Could you set down every entry exactly as it appears?

Phrase grounding data
════════

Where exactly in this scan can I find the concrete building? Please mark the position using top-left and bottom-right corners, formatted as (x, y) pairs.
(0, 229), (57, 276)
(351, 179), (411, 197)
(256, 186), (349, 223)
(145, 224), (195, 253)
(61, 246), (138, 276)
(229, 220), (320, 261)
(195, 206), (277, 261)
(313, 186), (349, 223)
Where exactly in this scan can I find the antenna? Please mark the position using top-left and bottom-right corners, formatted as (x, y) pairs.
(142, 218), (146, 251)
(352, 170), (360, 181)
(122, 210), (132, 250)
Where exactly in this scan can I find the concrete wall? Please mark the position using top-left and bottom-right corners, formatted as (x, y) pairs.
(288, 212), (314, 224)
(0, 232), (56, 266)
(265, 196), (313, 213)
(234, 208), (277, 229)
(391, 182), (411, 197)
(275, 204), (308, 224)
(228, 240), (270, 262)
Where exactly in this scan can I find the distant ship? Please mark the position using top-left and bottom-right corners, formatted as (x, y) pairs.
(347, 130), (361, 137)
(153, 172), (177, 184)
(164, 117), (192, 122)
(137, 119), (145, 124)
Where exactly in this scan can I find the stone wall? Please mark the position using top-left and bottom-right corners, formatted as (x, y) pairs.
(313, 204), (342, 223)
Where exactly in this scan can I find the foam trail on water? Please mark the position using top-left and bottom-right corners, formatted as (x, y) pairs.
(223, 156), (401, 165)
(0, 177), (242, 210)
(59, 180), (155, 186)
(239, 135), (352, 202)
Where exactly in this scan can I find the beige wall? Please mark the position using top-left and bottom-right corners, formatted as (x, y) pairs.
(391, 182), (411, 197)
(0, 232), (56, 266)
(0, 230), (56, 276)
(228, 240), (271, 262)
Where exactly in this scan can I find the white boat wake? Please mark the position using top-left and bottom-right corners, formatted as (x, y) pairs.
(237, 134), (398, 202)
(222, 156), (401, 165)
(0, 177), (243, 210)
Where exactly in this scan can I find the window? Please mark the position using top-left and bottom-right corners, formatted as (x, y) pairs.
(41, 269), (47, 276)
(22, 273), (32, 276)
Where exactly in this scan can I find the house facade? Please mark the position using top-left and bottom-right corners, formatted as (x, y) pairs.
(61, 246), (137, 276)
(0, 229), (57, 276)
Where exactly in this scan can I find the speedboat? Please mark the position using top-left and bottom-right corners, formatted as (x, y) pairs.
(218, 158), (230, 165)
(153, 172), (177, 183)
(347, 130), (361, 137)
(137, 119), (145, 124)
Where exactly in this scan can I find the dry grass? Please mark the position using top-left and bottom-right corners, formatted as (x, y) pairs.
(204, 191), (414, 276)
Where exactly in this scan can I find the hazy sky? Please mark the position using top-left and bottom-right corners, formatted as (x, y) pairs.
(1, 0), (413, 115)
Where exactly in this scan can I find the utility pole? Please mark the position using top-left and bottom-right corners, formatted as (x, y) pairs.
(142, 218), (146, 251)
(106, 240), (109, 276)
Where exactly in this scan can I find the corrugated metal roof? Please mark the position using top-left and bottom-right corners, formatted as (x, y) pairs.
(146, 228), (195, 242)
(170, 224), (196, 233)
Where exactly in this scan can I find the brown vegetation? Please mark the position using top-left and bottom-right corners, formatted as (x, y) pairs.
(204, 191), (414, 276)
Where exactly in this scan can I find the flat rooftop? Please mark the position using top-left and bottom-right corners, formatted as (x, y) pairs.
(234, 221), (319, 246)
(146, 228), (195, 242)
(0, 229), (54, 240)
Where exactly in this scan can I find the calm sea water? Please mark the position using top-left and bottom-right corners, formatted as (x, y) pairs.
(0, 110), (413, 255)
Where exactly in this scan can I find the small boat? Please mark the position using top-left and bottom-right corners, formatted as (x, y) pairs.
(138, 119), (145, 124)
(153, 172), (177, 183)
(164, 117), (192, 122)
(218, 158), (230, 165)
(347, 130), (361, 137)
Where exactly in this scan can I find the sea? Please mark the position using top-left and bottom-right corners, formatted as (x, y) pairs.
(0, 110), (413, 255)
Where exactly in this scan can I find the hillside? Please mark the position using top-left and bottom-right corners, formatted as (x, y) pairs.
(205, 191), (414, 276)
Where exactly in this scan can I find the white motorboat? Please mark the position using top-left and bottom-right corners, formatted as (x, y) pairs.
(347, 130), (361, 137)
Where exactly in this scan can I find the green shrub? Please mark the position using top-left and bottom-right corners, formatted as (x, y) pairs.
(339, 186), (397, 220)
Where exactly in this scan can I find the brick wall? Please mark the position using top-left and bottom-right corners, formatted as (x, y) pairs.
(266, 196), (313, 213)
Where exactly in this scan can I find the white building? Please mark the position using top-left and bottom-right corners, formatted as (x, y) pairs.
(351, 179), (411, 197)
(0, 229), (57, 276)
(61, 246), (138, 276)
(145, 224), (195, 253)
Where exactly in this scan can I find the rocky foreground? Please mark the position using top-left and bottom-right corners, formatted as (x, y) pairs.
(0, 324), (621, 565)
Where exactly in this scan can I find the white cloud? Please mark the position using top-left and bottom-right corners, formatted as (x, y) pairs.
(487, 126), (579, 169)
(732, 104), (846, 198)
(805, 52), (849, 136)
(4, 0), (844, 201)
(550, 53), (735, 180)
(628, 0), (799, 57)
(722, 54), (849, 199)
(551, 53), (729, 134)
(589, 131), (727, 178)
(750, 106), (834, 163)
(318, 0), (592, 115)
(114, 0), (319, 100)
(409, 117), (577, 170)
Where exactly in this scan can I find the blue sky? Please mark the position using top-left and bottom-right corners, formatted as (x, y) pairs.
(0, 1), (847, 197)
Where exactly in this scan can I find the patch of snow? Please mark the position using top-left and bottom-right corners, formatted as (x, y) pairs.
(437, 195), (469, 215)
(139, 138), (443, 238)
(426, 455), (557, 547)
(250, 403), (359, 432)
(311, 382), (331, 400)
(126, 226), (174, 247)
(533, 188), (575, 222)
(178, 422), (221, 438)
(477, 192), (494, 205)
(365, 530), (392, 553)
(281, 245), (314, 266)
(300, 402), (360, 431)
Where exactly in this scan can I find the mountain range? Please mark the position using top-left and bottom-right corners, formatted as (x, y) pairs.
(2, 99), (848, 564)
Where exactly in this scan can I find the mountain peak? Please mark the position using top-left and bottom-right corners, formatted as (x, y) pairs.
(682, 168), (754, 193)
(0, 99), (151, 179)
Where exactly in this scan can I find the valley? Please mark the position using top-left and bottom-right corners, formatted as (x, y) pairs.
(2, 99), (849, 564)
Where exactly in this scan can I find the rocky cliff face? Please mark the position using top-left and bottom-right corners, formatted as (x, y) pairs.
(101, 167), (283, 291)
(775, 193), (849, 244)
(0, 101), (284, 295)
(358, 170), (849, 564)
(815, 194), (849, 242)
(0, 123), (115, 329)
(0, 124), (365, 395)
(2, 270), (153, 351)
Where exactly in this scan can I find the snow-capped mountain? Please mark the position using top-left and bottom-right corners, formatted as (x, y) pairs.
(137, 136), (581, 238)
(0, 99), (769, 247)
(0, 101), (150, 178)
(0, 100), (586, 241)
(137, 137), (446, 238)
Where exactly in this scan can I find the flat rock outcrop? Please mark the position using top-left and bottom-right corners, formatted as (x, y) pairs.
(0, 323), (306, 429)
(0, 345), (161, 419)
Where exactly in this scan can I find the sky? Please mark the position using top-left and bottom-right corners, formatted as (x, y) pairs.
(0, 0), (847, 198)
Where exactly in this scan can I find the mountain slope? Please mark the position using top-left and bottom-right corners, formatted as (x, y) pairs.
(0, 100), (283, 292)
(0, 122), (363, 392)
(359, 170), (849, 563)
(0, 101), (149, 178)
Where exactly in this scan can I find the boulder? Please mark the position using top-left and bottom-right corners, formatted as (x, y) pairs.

════════

• _YOUR SOLUTION_:
Where exactly in this scan can I find the concrete building? Please mark the position using top-left and bottom-right corners, formatted as (x, y) pairs.
(0, 229), (57, 276)
(351, 179), (411, 197)
(256, 186), (349, 223)
(145, 224), (195, 253)
(61, 246), (138, 276)
(229, 220), (320, 261)
(195, 206), (277, 261)
(313, 186), (349, 223)
Where exactly in this scan can I find the antenna? Please mark the position using top-left and bottom-right corners, formatted as (x, y) pairs.
(142, 218), (146, 251)
(352, 170), (360, 181)
(122, 210), (132, 250)
Where exactly in this scan can I find the concrete wall? Please mark the position using top-left and bottom-right corners, formatted as (x, y) pairs.
(288, 212), (314, 224)
(0, 232), (56, 266)
(265, 196), (313, 213)
(234, 208), (277, 229)
(391, 182), (411, 197)
(275, 204), (308, 224)
(228, 240), (270, 262)
Where exactly in this scan can I find the distant ship? Please mark the position using top-left and bottom-right corners, formatted as (x, y) pairs.
(347, 130), (361, 137)
(153, 172), (177, 184)
(164, 117), (192, 122)
(137, 119), (145, 124)
Where exactly in this scan can I find the stone wall? Please mark the position using top-left and bottom-right corners, formatted as (x, y) pairs.
(313, 204), (342, 223)
Where exactly in this scan can I find the foam trail on water? Please mark the position using top-left and bottom-right corners, formatted as (x, y) pairs.
(223, 156), (401, 165)
(0, 177), (242, 210)
(59, 180), (155, 186)
(239, 135), (352, 202)
Where exactly in this scan can I find the beige wall? Please mark the position using top-left and bottom-right corners, formatted as (x, y) pairs.
(391, 182), (411, 197)
(0, 232), (56, 266)
(0, 230), (56, 276)
(228, 240), (271, 262)
Where exactly in this scan can I find the white boat wake? Please mark the position using top-left and bottom-right corners, formatted as (x, y) pairs.
(237, 134), (398, 202)
(222, 156), (401, 165)
(0, 177), (243, 210)
Where exactly in this scan can I find the window? Please mark the position using top-left and bottom-right corners, formatted as (x, y) pairs.
(41, 269), (47, 276)
(22, 273), (32, 276)
Where exactly in this scan can I find the house facade? Please mark the position using top-left and bottom-right corners, formatted as (x, y) pairs.
(61, 246), (137, 276)
(0, 229), (57, 276)
Where exactly in this scan can I find the speedboat? Please mark the position using top-left and bottom-right corners, formatted as (x, y) pairs.
(218, 158), (230, 165)
(153, 172), (177, 183)
(347, 130), (361, 137)
(137, 119), (145, 124)
Where exactly in this scan can I find the dry grass? Please mark the position using top-left and bottom-right corners, formatted as (x, y) pairs.
(204, 191), (414, 276)
Where exactly in this scan can I find the hazy sky? Please mark the position using top-left and bottom-right corners, formatted as (x, y) pairs.
(1, 0), (413, 115)
Where exactly in this scan can I find the utility pole? Please mark the position using top-left and bottom-right corners, formatted as (x, y) pairs.
(142, 218), (146, 251)
(106, 240), (109, 276)
Where exactly in this scan can I find the corrugated metal roof? Please mark the position using top-left and bottom-right corners, formatted as (x, y) pairs.
(146, 228), (195, 242)
(170, 224), (196, 233)
Where exactly in this scan can I find the brown vegetation? Please mark the position using top-left and bottom-right corners, formatted as (x, y) pairs.
(204, 191), (414, 276)
Where exactly in this scan can I find the flat rooftop? Please mark the position using top-left and bottom-right corners, formatted as (x, y) pairs.
(234, 221), (319, 246)
(146, 228), (195, 242)
(0, 229), (54, 240)
Where exactly in this scan can I find the calm sea water? Please mark the position using top-left and bottom-right corners, formatted as (x, y) pairs.
(0, 110), (413, 255)
Where exactly in this scan can I find the small boat? Please mark the position using top-left and bottom-right corners, formatted as (x, y) pairs.
(138, 119), (145, 124)
(153, 172), (177, 183)
(164, 117), (192, 122)
(218, 158), (230, 165)
(347, 130), (361, 137)
Where exactly in this scan can I find the sea? Please mark the position using top-left and bottom-right corners, formatted as (x, y) pairs.
(0, 110), (413, 255)
Where exactly in this scan can I find the hillside? Please mark the position using top-left and bottom-right corners, formatted as (x, y) pairs.
(205, 191), (414, 276)
Where exactly in this scan can I find the white motorboat? Please mark the position using top-left and bottom-right corners, formatted as (x, y) pairs.
(347, 130), (361, 137)
Where exactly in this scan can I find the green shrub? Please mark the position using top-left and bottom-right corners, formatted as (x, y) pairs.
(339, 186), (397, 220)
Where exactly in this scan can I find the brick wall? Please mark the position using top-left and bottom-right corners, formatted as (x, y) pairs.
(266, 196), (313, 213)
Where exactly in this scan can I find the white building? Please mark the position using top-left and bottom-right corners, formatted as (x, y) pairs.
(351, 179), (411, 197)
(0, 229), (57, 276)
(61, 246), (138, 276)
(145, 224), (195, 253)
Where exactly in this scan can I find the rocky foreground? Please mark the position using top-left and bottom-right corners, formatted as (x, y) pairs.
(0, 324), (621, 565)
Where exactly in this scan can I find the white cloud? Please mark the position using top-left and bottom-right corners, formatted as (x, y) pairs.
(487, 126), (579, 169)
(732, 104), (846, 198)
(805, 52), (849, 136)
(4, 0), (844, 201)
(550, 53), (735, 180)
(628, 0), (799, 57)
(722, 54), (849, 199)
(551, 53), (729, 134)
(589, 131), (727, 178)
(750, 106), (834, 163)
(318, 0), (592, 115)
(114, 0), (319, 100)
(409, 117), (577, 170)
Where exactly in this scan can I find the blue sky? Please mark the position using top-left and bottom-right corners, formatted as (x, y) pairs.
(0, 1), (847, 197)
Where exactly in this scan can I find the patch of snow? Please mark the position using top-left and bottom-right corners, formatted as (x, y) pairs.
(437, 195), (469, 215)
(139, 138), (443, 238)
(426, 455), (557, 547)
(250, 403), (359, 432)
(311, 382), (331, 400)
(126, 226), (174, 247)
(533, 188), (575, 222)
(178, 422), (221, 438)
(477, 192), (494, 205)
(365, 530), (392, 553)
(281, 245), (314, 266)
(300, 402), (360, 431)
Where exactly in this scan can I find the mountain range? Please mark the position using top-left and bottom-right corners, formatted as (x, y) pairs.
(2, 99), (848, 564)
Where exactly in this scan can I find the mountain peak? Please mark the position using top-left and bottom-right corners, formatted as (x, y) pairs.
(682, 168), (754, 193)
(0, 99), (151, 179)
Where exactly in this scan can I find the valley? Please mark the position using top-left and bottom-right corners, formatted as (x, y) pairs.
(2, 99), (849, 564)
Where exactly in this scan can I find the rocky cliff face? Please mark the position using top-left and bottom-right corners, formatted as (x, y) pairs.
(101, 167), (283, 291)
(775, 193), (849, 244)
(0, 101), (284, 295)
(358, 170), (849, 564)
(815, 194), (849, 242)
(0, 123), (115, 329)
(0, 124), (365, 395)
(2, 270), (153, 351)
Where exactly in this scan can I find the snow-capped mountain? Please mark the position using top-left and bottom-right corners, formatted as (x, y) pairs.
(137, 136), (581, 238)
(0, 99), (769, 247)
(0, 101), (150, 178)
(0, 100), (586, 241)
(137, 137), (446, 238)
Where exactly in this scan can I find the flat rock outcrop? Please mark the position using top-left and bottom-right corners, formatted as (x, y) pairs.
(0, 323), (306, 429)
(0, 345), (161, 419)
Where exactly in this scan can I find the sky? Please mark the position using top-left and bottom-right corners, formatted as (x, y) pairs.
(0, 0), (847, 198)
Where exactly in this scan can I find the mountain slope? Please mark the position using top-left and bottom-right corners, formatted as (x, y) pairs.
(0, 100), (283, 292)
(0, 122), (363, 392)
(359, 170), (849, 563)
(0, 101), (149, 178)
Where exactly in this scan can I find the boulder? Please mark the position using top-left and bottom-right corners, formatted as (x, y) pairs.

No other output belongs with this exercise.